# Document excerpt:
>>>

There will always be marginalized artists. Just by the nature of the world population and how many truly talented people are interested in art, there will never be room for all of them. During any given defined artistic period, you can always assume at least three contemporaries of your favorite artist existed who had as much, if not more, talent, but for any minuscule reason – connections, motivations, accidents – were unable to achieve the levels of greatness of say, Pollack or Matisse or Van Gogh.
Perhaps Jack Smith doesn’t fit the definition of “marginalized”, as his name is consistently evoked, whether in reference to rock videos, gay and lesbian cinema or just paired with the word “flaming”. But if you ran with the bastion of the post-modern New York scene, Andy Warhol (who was greatly influenced by Smith), you’d seem doomed to be forgotten, too – remembered only by the New York theater buffs, avant-garde extraordinaires, and John Waters.
Though Smith’s revolutionary films are occasionally screened at the Anthology Film Archives (which surely causes Smith to roll in his grave), this does little to promote his important existence outside of New York City. Although Smith would surely protest it, Mary Jordan has done him a great service, making his definitive documentary with Jack Smith and the Destruction of Atlantis.
Crafted largely of archived footage of Smith’s and various others’ films, played endlessly over interviews with actors, directors, transvestites, film critics, John Zorns, and artists influenced by Smith, Jack Smith and the Destruction of Atlantis is such a fitting tribute to the exotic-obsessed filmmaker, I had to watch it again. The images of pasty white urbanites dressed in cheap costumes with their hands up each others’ skirts and penises in each others’ martini glasses and Smith’s innate concepts of color and mise-en-scene are too mesmerizing to put down. Each interviewee brings a different important aspect of Smith to the foreground.

<<<

# Exercise A:
In the film review above, rewrite the passage from "Perhaps Jack Smith" up to and including "Destruction of Atlantis.", swapping "revolutionary" for "groundbreaking".
# Exercise B:
According to the film review, who made the documentary Jack Smith and the Destruction of Atlantis?
# Exercise C:
Go on with the film review of Jack Smith and the Destruction of Atlantis, starting after its final sentence.

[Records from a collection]
>>>

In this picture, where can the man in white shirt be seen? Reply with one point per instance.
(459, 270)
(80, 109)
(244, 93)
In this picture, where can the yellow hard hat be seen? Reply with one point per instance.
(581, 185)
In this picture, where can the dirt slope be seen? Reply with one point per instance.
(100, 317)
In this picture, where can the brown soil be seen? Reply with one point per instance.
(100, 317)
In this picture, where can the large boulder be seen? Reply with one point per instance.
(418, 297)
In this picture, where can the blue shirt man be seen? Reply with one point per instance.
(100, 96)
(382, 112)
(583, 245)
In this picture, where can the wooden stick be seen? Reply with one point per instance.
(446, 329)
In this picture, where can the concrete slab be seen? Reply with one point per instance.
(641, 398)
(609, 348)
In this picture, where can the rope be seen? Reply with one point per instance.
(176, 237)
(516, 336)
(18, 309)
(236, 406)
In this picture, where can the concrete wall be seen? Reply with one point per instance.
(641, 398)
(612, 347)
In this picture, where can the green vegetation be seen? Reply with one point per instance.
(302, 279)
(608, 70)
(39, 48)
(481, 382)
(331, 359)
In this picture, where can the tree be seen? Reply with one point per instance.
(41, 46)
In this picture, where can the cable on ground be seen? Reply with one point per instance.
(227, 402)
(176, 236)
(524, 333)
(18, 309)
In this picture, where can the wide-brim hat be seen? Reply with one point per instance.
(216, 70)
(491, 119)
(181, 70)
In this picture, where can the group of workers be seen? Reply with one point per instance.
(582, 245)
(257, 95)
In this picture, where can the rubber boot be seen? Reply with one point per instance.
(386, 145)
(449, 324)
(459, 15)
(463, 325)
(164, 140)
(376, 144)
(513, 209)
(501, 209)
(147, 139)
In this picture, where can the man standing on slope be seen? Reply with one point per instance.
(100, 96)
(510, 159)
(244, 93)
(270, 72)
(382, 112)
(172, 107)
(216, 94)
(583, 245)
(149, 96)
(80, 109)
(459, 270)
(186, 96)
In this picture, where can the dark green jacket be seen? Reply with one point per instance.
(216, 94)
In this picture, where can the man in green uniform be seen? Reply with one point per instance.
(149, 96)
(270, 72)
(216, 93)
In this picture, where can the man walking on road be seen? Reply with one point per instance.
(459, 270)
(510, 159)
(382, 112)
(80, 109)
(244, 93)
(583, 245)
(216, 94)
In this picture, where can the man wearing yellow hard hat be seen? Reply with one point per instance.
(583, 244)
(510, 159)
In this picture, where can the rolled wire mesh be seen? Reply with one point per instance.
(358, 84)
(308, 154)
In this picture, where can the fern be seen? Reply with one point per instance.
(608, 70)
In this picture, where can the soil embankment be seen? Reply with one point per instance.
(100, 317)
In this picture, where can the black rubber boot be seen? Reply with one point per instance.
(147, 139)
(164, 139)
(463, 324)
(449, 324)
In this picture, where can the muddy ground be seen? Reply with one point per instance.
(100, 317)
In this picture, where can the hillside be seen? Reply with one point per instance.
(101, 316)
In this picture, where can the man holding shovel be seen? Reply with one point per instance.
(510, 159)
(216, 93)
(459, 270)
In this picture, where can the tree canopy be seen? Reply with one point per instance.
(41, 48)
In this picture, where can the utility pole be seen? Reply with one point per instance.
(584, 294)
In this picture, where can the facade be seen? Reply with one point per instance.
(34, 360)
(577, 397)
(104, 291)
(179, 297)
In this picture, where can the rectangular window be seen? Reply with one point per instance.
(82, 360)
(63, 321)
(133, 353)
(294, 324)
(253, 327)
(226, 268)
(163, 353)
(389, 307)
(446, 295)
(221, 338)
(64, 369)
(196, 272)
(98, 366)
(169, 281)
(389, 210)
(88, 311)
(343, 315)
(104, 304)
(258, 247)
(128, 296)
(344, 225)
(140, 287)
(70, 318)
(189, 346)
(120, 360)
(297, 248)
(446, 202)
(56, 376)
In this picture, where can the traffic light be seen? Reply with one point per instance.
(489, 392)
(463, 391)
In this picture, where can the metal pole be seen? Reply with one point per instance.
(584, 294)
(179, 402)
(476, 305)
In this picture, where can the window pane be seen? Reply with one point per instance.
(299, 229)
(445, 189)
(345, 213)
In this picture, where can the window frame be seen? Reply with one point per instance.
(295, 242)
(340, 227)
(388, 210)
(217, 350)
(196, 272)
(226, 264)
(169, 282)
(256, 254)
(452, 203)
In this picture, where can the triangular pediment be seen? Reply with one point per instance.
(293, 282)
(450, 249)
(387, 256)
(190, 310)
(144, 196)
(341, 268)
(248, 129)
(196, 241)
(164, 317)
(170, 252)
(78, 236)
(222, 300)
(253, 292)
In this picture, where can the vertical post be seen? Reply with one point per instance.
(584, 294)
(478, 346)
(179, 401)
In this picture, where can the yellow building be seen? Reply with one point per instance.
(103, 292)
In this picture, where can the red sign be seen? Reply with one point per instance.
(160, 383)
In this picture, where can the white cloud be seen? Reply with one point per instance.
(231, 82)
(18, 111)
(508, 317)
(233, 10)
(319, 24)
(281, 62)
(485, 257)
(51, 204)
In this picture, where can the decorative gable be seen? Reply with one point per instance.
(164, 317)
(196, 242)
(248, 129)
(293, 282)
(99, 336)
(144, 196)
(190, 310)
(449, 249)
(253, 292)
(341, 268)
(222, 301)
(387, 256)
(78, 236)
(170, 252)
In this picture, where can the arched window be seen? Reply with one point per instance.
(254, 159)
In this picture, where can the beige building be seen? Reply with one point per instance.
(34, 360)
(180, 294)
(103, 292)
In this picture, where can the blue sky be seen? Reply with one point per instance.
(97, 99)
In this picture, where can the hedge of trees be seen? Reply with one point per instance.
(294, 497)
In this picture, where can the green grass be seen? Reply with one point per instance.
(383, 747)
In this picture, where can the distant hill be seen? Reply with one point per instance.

<<<

# Written response A:
Perhaps Jack Smith doesn’t fit the definition of “marginalized”, as his name is consistently evoked, whether in reference to rock videos, gay and lesbian cinema or just paired with the word “flaming”. But if you ran with the bastion of the post-modern New York scene, Andy Warhol (who was greatly influenced by Smith), you’d seem doomed to be forgotten, too – remembered only by the New York theater buffs, avant-garde extraordinaires, and John Waters.
Though Smith’s groundbreaking films are occasionally screened at the Anthology Film Archives (which surely causes Smith to roll in his grave), this does little to promote his important existence outside of New York City. Although Smith would surely protest it, Mary Jordan has done him a great service, making his definitive documentary with Jack Smith and the Destruction of Atlantis.

# Written response B:
Mary Jordan

# Written response C:
While Sylvere Lotringer is erudite about Smith’s thoughts on art, Ronald Tavel waxes adroitly about Smith’s motivations, and Smith’s sister, Sue Slater, provides the outsider’s context, free from the insular art community. However, the best audio track belongs to that of Smith himself. Jordan has gone through hours of archived footage throughout his career and places clips seamlessly across Jack Smith and the Destruction of Atlantis.
Although the controversy and banning of Smith’s 1963 film Flaming Creatures and his feud with then-Village Voice critic Jonas Mekas (referred to multiple times as “Uncle Fishhook”) takes up a bulk of the film, Jordan devotes plenty of time to Smith’s angst-filled, overly dramatized life – from his humble beginning, through his raging middle, to his humble end.
Particularly interesting is seeing Smith after Flaming Creatures. Because of how re-contextualized this work became, he refused to call any of his films after it “finished products”, re-cutting them live for each showing. Later, he put on long (sometimes seven-hour) performances in his apartment, all the while denouncing museums’, collectors’, critics’, and audiences’ ideas of art. Whereas Warhol took the production and superstardom of capitalism to its highest limbs while simultaneously chopping down its roots, Smith was too disgusted with the entire tree and instead chose to reside in a nearby bush.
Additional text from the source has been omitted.